__PROBLEMA A RESOLVER__: Reúne todas las líneas de los ítems de abajo que contengan la cadena "door" y cópialas sin cambios.

Registros de anotación de detección
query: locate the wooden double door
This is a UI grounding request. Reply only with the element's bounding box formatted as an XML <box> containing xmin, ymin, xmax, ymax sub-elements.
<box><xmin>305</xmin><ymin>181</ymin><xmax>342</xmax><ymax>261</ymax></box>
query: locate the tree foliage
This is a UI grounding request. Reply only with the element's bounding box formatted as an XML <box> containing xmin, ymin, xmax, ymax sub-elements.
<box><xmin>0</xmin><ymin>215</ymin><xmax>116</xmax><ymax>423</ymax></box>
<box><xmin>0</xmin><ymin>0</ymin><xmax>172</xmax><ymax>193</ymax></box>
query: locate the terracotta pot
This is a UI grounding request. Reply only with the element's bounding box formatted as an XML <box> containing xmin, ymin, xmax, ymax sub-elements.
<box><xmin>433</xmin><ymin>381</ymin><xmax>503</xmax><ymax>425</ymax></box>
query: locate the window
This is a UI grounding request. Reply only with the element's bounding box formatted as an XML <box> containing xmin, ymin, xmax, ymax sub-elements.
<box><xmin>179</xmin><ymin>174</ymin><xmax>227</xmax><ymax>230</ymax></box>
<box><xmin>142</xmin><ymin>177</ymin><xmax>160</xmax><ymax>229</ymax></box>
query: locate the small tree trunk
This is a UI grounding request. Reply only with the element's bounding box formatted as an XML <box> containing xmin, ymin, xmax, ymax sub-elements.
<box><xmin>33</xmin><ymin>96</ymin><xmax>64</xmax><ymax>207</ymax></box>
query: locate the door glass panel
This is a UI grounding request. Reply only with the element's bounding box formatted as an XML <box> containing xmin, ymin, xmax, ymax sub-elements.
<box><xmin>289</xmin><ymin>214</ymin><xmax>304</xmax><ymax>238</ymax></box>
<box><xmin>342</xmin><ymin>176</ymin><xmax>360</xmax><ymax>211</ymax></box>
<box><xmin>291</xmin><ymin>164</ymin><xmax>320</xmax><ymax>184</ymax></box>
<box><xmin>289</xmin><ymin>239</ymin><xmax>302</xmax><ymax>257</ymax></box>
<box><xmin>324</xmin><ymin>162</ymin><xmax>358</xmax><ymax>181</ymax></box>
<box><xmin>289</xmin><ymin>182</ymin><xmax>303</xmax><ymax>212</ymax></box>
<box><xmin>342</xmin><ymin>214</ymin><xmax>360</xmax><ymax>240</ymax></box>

__RESULTADO DEL EJERCICIO__:
query: locate the wooden double door
query: locate the door glass panel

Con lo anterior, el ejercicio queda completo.